--- Supplied information Enclosed Below ---
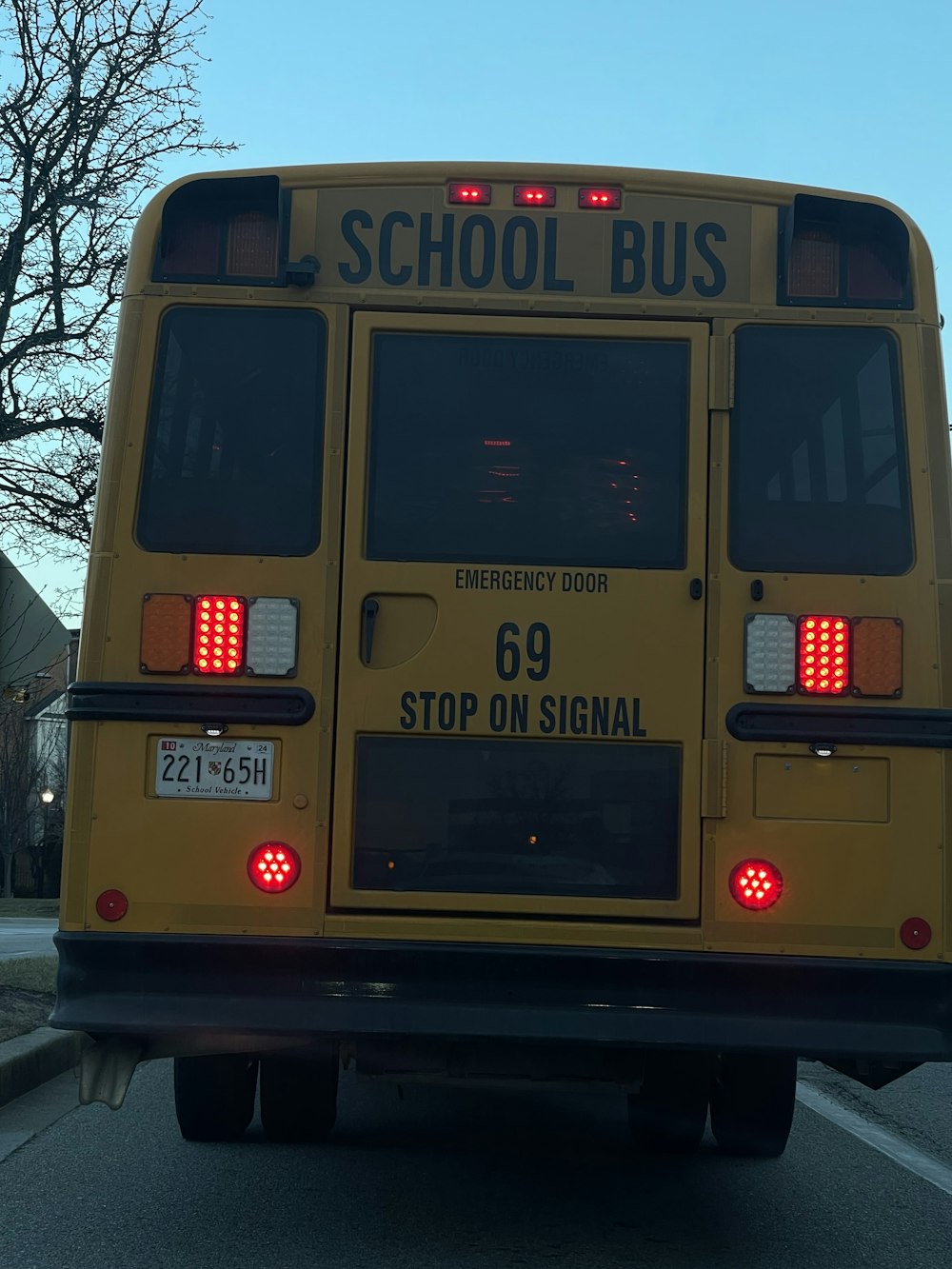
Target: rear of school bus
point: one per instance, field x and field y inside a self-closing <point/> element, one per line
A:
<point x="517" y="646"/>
--- End of Enclosed Supplied information ---
--- Supplied information Enclosed Below ---
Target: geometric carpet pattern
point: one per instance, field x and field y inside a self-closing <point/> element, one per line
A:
--- End of Enclosed Supplied information ---
--- Supplied information Enclosed Below ---
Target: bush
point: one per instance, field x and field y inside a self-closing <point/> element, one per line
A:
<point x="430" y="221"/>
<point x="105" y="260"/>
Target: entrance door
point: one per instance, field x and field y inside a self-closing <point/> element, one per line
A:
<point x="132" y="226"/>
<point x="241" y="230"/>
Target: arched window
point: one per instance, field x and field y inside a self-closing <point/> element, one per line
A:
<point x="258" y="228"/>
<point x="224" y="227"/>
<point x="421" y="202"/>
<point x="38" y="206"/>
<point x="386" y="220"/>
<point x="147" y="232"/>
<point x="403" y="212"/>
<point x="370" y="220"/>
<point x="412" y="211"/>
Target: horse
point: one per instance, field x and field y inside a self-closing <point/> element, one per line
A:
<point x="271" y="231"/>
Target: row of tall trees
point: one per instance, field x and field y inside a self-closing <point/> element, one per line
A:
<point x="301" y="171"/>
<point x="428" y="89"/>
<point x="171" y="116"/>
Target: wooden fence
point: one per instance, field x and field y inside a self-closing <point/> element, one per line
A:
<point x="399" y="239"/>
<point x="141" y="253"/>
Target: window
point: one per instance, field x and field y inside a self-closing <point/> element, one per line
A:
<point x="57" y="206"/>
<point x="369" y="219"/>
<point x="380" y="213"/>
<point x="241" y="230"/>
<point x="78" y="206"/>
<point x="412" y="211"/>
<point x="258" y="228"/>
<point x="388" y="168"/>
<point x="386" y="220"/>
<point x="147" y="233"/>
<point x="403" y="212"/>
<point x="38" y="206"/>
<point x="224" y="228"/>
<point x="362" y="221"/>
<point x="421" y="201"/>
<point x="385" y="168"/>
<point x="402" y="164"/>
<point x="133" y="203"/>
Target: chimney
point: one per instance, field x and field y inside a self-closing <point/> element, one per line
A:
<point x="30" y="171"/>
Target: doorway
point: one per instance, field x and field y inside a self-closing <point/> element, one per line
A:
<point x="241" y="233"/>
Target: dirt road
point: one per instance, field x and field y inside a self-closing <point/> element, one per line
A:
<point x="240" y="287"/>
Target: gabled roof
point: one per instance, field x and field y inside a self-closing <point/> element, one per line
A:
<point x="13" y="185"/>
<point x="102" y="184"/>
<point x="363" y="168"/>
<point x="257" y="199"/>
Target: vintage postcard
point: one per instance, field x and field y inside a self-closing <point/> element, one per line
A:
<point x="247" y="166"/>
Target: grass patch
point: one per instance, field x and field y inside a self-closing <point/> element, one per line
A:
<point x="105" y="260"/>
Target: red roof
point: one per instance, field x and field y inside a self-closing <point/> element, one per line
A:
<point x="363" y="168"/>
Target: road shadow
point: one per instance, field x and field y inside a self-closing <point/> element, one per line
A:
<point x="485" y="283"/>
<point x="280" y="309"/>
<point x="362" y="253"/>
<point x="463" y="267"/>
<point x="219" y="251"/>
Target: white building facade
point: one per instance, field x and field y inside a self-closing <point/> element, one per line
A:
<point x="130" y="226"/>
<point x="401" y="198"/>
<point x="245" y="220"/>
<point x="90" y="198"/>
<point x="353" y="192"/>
--- End of Enclosed Supplied information ---
■ **Problem details**:
Gather and copy every line of the data in which the string "road" is found.

■ **Response to this exercise**:
Target: dirt road
Target: road shadow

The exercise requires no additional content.